▶ **What you have to do**
Reprint all entries without any alteration.

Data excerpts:
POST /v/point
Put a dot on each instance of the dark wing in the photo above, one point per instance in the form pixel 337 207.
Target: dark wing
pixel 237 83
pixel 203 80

▶ **Written reply**
POST /v/point
Put a dot on each instance of the dark wing in the photo above, one point per instance in the form pixel 337 207.
Target: dark wing
pixel 237 83
pixel 203 80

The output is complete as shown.